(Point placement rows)
____________________

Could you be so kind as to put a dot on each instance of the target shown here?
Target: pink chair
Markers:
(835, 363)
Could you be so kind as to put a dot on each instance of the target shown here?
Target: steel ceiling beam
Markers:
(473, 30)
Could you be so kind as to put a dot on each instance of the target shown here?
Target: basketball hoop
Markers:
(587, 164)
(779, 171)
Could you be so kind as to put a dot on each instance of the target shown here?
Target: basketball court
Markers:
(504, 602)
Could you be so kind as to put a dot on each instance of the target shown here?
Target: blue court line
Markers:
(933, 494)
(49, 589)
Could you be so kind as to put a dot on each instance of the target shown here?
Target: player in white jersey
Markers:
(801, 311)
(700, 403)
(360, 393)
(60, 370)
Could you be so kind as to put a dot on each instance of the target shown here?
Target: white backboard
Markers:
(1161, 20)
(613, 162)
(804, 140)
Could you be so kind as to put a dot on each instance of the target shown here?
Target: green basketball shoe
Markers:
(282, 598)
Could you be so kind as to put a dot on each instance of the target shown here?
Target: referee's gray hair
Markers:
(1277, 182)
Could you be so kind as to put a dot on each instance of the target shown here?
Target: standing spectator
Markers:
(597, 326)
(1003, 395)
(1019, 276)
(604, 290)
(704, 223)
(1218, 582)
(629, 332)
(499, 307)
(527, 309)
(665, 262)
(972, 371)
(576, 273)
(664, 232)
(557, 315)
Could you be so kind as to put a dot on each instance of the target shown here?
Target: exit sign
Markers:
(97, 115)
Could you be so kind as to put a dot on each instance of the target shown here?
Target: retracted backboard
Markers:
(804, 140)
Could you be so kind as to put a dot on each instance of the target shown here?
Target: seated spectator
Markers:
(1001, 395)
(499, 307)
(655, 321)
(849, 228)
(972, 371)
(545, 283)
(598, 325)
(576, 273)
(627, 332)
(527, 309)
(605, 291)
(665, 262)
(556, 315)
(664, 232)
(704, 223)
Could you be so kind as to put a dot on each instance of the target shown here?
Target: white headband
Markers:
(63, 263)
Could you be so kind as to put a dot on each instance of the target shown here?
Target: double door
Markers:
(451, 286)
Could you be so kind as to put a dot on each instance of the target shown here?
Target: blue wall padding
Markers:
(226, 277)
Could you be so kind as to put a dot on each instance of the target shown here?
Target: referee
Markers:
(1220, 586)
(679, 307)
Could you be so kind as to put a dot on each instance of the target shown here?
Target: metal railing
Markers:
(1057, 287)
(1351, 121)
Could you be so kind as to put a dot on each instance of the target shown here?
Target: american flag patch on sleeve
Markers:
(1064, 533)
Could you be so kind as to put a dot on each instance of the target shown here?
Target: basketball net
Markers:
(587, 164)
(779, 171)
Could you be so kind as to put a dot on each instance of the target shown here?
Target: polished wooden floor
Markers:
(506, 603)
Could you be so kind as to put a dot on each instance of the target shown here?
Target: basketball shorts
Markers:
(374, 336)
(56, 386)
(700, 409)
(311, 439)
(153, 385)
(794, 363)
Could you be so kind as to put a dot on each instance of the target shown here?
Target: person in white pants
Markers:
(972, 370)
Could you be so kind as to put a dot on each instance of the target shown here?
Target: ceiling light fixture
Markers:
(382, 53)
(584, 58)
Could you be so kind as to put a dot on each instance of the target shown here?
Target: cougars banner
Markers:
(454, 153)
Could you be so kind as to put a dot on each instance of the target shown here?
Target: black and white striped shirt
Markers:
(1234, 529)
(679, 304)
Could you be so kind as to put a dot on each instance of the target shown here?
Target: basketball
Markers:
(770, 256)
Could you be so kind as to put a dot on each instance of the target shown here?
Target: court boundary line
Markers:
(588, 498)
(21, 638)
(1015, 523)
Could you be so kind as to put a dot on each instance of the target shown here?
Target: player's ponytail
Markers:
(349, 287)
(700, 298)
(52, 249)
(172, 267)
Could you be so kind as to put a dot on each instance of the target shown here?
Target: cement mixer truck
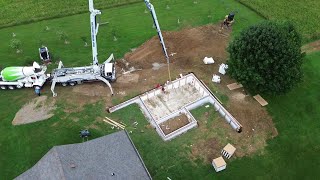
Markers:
(18, 77)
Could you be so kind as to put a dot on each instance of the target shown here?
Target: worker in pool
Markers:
(228, 21)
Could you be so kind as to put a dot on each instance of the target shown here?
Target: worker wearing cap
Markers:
(228, 20)
(37, 90)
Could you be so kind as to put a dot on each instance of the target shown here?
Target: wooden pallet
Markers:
(234, 86)
(260, 100)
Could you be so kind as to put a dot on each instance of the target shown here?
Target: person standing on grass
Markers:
(37, 90)
(228, 21)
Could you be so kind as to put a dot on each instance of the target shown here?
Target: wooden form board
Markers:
(260, 100)
(234, 86)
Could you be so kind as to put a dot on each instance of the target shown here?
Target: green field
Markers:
(293, 154)
(304, 14)
(26, 11)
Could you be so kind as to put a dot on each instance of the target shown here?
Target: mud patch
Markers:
(90, 89)
(174, 124)
(38, 109)
(128, 78)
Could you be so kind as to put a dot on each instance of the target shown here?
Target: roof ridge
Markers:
(135, 149)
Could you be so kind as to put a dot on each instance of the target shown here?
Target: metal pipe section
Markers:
(156, 23)
(94, 31)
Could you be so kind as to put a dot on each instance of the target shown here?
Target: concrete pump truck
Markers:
(105, 72)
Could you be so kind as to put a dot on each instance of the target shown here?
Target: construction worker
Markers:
(37, 90)
(228, 20)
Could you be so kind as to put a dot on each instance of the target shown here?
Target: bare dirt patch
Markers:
(173, 124)
(38, 109)
(188, 47)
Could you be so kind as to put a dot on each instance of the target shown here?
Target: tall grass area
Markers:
(18, 12)
(22, 146)
(131, 25)
(294, 153)
(304, 14)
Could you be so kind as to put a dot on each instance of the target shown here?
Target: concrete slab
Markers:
(172, 100)
(234, 86)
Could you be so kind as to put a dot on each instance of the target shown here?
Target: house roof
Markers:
(112, 156)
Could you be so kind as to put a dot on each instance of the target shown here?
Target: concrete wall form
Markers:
(192, 80)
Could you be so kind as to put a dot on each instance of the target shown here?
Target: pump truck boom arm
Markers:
(94, 31)
(104, 72)
(156, 23)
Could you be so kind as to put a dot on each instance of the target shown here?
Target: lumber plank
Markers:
(113, 124)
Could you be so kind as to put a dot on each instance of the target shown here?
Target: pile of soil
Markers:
(145, 67)
(36, 110)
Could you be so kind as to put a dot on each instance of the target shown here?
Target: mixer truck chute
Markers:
(23, 76)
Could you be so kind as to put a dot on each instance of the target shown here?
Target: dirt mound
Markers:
(187, 49)
(182, 47)
(36, 110)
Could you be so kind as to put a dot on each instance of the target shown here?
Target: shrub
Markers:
(266, 58)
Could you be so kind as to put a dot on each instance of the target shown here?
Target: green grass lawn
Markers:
(22, 146)
(26, 11)
(304, 14)
(293, 154)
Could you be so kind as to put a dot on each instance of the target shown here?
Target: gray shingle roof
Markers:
(94, 159)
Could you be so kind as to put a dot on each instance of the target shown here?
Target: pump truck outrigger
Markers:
(105, 72)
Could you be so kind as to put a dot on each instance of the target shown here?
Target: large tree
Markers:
(266, 58)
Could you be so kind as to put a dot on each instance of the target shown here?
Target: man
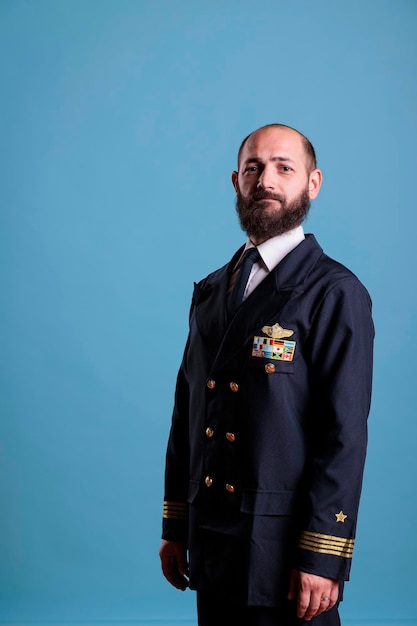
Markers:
(268, 439)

____________________

▶ _The task_
Rewrite all of the rows above, changing every "Markers" to "Points" and leaving everything else the same. Omit the pictures from your version.

▶ _Answer to the task_
Could you be so kind as to put a dot on each instance of the target shown here?
Target: pink chair
Points:
(835, 363)
Could you be so kind as to put a dot on each instance of the target shown here?
Target: steel ceiling beam
Points:
(473, 30)
Could you be so kind as to put a dot on each instance of the target shown here?
Target: basketball hoop
Points:
(587, 164)
(779, 171)
Could you be so kind as to put a dot on each instance of the target shown here?
Target: basketball court
Points:
(504, 602)
Could you be so kind as to put a dot on each instance of the target shown here?
Target: blue court line
Points:
(933, 494)
(49, 589)
Could you be so kind as to put a dot on each instance of the target shown here?
Target: player in white jersey
Points:
(801, 311)
(700, 403)
(360, 393)
(60, 370)
Could you be so kind as to put a dot on each instance of the target shown here?
Target: white backboard
Points:
(1161, 20)
(613, 162)
(804, 140)
Could you be so kind as to put a dot on each instance of the target shown here?
Target: green basketball shoe
Points:
(282, 598)
Could you be so kind as to put a dot on each instance of the target shown here?
Target: referee's gray hair
Points:
(1277, 182)
Could you be so kind as to put a dot on each instance of the target shown here?
Target: standing spectator
Points:
(597, 326)
(1003, 395)
(1019, 276)
(604, 290)
(704, 223)
(1218, 582)
(629, 332)
(499, 307)
(527, 309)
(665, 262)
(972, 371)
(576, 273)
(664, 232)
(557, 315)
Could you be so kind as to put a dot on each instance of the target shown here?
Target: exit sign
Points:
(97, 115)
Could you be so kind as to put a dot on each instance of the target shown here?
Target: retracted backboard
Points:
(804, 140)
Could you be so kind as to put a dot on each instance of the target shown here?
Target: seated spectator
Points:
(1001, 395)
(499, 307)
(655, 321)
(849, 228)
(972, 371)
(545, 283)
(598, 325)
(576, 273)
(627, 332)
(527, 309)
(605, 291)
(665, 262)
(556, 315)
(664, 232)
(704, 223)
Could you be so kind as to put a dot on each instance of the target shown here?
Target: white headband
Points:
(63, 263)
Could you be so kind as to put a dot on each instance of the target shown here?
Target: double door
Points:
(451, 286)
Could you be so kind as to put a dot on each instance of the target shown here?
Target: blue wall padding
Points:
(226, 277)
Could you be so kind as to put a dot on each instance of the target shown here?
Target: referee
Points:
(1220, 586)
(679, 307)
Could you be so kind as to put a dot on each instance of the target shown here?
Target: metal railing
Points:
(1057, 287)
(1351, 121)
Could you be so kind as to put a dot on each instance of the target shown here?
Target: american flag patch on sleeve
Points:
(1064, 533)
Could you be so kind as to put a dot on each instance of the target shown here?
Target: basketball net
Points:
(587, 164)
(779, 171)
Could you be so kind as to put a dot on each instance of the target shown here?
Target: polished wooden floor
Points:
(506, 603)
Could you be so kind as to put a dot on each instance of the target shown here?
Target: basketball shorts
Points:
(374, 336)
(56, 386)
(700, 409)
(311, 439)
(153, 385)
(794, 363)
Could you be so kind as to put a dot on each instance of the target shown here?
Target: person in white pants
Points:
(972, 370)
Could you be so kind as to put a dot on each instance of the target shown here?
Target: ceiling light fixture
Points:
(382, 53)
(584, 58)
Could you be so kind as to put a dot on each instance of the target shown here?
Target: cougars banner
Points:
(454, 153)
Could you be so kind as to put a dot on each instance of the target shown here?
Target: black and white striped shirt
Points:
(1234, 529)
(679, 304)
Could you be so kind as to put a dot on each instance of the target shown here?
Target: basketball
Points:
(770, 256)
Could you be so kind as to put a dot on each instance of the target shown here?
Target: court boundary line
Points:
(588, 498)
(21, 638)
(1015, 523)
Could you be so kind as to put a dot on each instance of the target shown here?
Target: player's ponytail
Points:
(349, 287)
(700, 298)
(52, 249)
(172, 267)
Could you be so kind as to put a dot on each instance of the target shown here?
Target: cement mixer truck
Points:
(18, 77)
Could you be so kind as to put a dot on each instance of the target shown here?
Target: worker in pool
Points:
(228, 21)
Could you be so kind as to put a dot on each instance of the target shown here?
Target: worker wearing cap
Points:
(228, 20)
(37, 90)
Could you be so kind as to put a dot on each instance of the target shown here?
Target: wooden pallet
Points:
(234, 86)
(260, 100)
Could you be so kind as to put a dot on each instance of the target shown here?
Target: person standing on grass
Points:
(37, 90)
(228, 21)
Could you be so kind as to put a dot on each instance of the target shown here?
Target: wooden form board
Points:
(260, 100)
(234, 86)
Could you be so kind as to put a dot on each instance of the target shown here?
Target: green field
Points:
(293, 154)
(304, 14)
(26, 11)
Could you be so kind as to put a dot on each instance of the target shown here?
Target: mud patch
Points:
(90, 89)
(174, 124)
(38, 109)
(128, 78)
Could you be so kind as to put a dot on each instance of the target shown here?
Target: roof ridge
Points:
(135, 149)
Could you be so kind as to put a dot on each instance of the target shown here?
Target: metal pipe section
Points:
(156, 23)
(94, 31)
Could you be so kind as to put a dot on each instance of the target shown here?
Target: concrete pump truck
Points:
(105, 72)
Could you be so kind as to put a dot on each instance of the target shown here?
Target: construction worker
Points:
(37, 90)
(228, 20)
Could you be so kind as to put a dot on each instance of the target shown here?
Target: bare dirt patch
Points:
(173, 124)
(38, 109)
(188, 47)
Could you be so kind as to put a dot on each instance of the target shown here?
Target: tall grass area
Points:
(18, 12)
(22, 146)
(131, 25)
(294, 153)
(304, 14)
Could you be so kind as to put a dot on each instance of the target shown here?
Target: concrete slab
Points:
(172, 100)
(234, 86)
Could you be so kind as to put a dot on each instance of the target shown here?
Target: house roof
Points:
(112, 156)
Could you be so kind as to put a dot on each instance of the target shown here?
Target: concrete wall form
Points:
(192, 80)
Could you be so kind as to put a dot on each instance of the target shown here?
Target: pump truck boom arm
Points:
(94, 31)
(104, 72)
(156, 23)
Could you be so kind as to put a dot on each instance of the target shown here?
Target: lumber plank
Points:
(113, 124)
Could you be so kind as to put a dot on each instance of the target shown here?
Target: pile of soil
Points:
(145, 67)
(36, 110)
Could you be so kind as to put a dot on each instance of the target shown here?
Target: mixer truck chute
Points:
(23, 76)
Could you be so kind as to put a dot on each instance of the target shown here?
Target: dirt mound
Points:
(187, 49)
(182, 47)
(36, 110)
Could you be so kind as to put a dot on each instance of the target shown here?
Target: shrub
Points:
(266, 58)
Could you be so kind as to put a dot on each instance of the target shown here?
Target: green grass lawn
Points:
(22, 146)
(26, 11)
(304, 14)
(293, 154)
Could you be so kind as to put a dot on each instance of the target shown here?
Target: gray shingle roof
Points:
(94, 159)
Could you be so kind as to put a dot on each instance of the target shown here?
Target: pump truck outrigger
Points:
(105, 72)
Could you be so kind as to put a dot on each instance of the target shown here?
Target: large tree
Points:
(266, 58)
Could you be so kind as to put a dot on each instance of the target shown here?
Target: man
Points:
(268, 439)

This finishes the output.